(Data pulled from a collection)
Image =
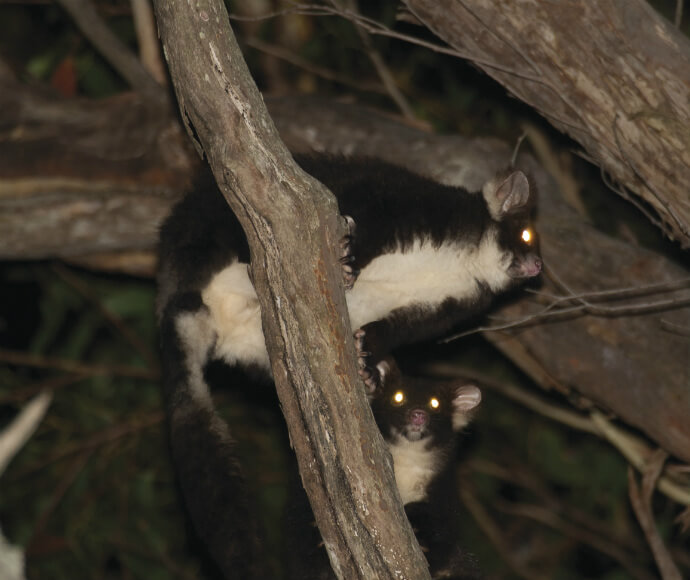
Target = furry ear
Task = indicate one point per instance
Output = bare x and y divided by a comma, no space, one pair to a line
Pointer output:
466,398
504,194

▸ **THE PROBLEM**: Please convert each line of the rows above into a Markdown table with the columns "Line No." and "Content", numbering the lines in order and skipping any blank ones. Leave the pictures out of the answer.

▸ **RESPONSE**:
| Line No. | Content |
|---|---|
| 1 | Image = |
| 2 | Target = furry ear |
| 3 | Task = indicate one point per instance |
| 4 | Output = bare x and y divided by a comma, no space, one pair to a line |
| 5 | Pointer output: |
| 6 | 466,398 |
| 7 | 504,194 |